• _YOUR OBJECTIVE_
Here the job is to repeat the listing exactly, but not the pictures in it.

[Start of Attachment]

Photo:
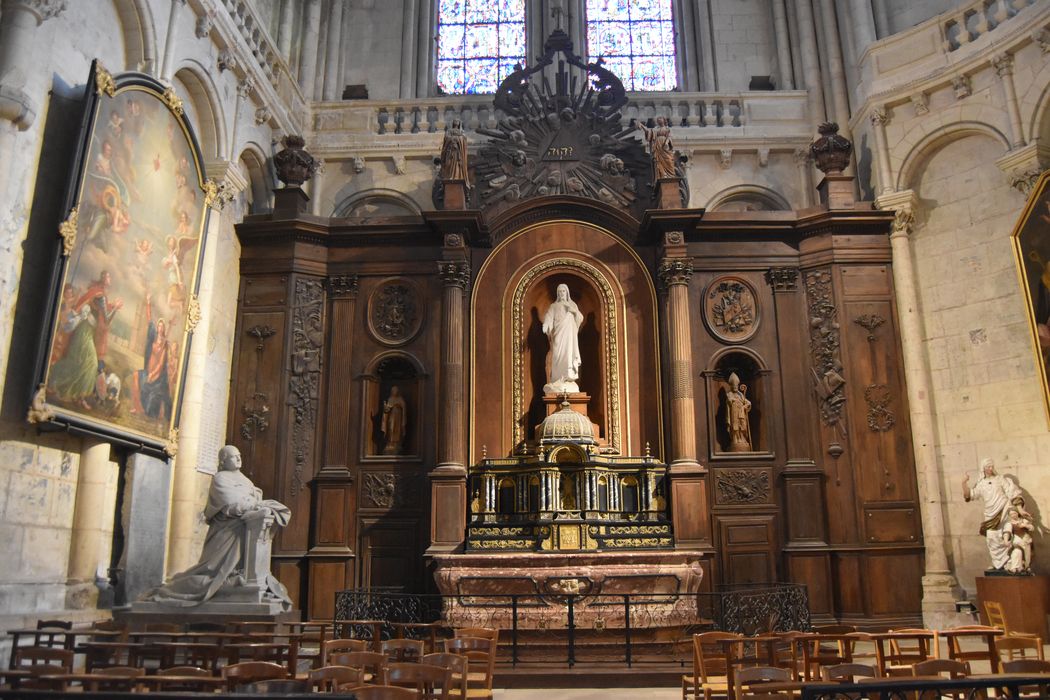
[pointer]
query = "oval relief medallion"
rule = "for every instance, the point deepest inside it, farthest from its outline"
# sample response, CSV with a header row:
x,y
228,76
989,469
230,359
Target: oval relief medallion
x,y
395,314
731,309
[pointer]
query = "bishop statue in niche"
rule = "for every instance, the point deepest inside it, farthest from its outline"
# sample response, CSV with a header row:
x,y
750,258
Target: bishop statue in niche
x,y
561,324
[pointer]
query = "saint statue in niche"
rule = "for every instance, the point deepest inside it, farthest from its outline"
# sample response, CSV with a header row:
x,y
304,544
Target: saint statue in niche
x,y
454,152
393,422
561,324
660,149
737,411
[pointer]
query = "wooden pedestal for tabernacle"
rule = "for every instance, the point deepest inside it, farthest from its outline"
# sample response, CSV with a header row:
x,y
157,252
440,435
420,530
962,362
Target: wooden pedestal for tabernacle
x,y
1025,600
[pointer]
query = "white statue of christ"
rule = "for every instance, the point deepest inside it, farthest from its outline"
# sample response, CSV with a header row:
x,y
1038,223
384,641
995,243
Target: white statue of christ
x,y
561,324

[End of Attachment]

• _SOLVED PROBLEM_
Photo:
[pointer]
query = "oval relief medallion"
rule = "for every instance, the point deepest inside it, farthest from its outline"
# sample response, CSV with a header row:
x,y
228,76
989,469
230,359
Target: oval relief medallion
x,y
395,314
731,309
[pointer]
query = "bishop statue in niche"
rule = "for every instance, the point deepest inside it, farthest from its outline"
# sample response, CSV with a header row:
x,y
750,258
Target: bishop statue in niche
x,y
561,324
[pointer]
query = "saint statue in niche"
rule = "for every instance, the point deepest inside it, farthest from its outline"
# sample response, CSV with a header row:
x,y
304,544
Target: saint statue in niche
x,y
454,152
393,422
561,324
660,149
737,411
[pointer]
query = "wooden pedestal for tabernacle"
rule = "for every instance, the point deepest inside it, farthest from its outline"
# sample response, CSV with a header row:
x,y
157,252
440,435
420,530
962,362
Target: wooden pedestal for tabernacle
x,y
1025,600
[pointer]
query = "white statue of christ"
rule = "for every instance, the point deepest inside it, farthest from its outline"
# sample response, CSV with a header row:
x,y
1038,223
384,641
995,243
Target: white statue of christ
x,y
561,324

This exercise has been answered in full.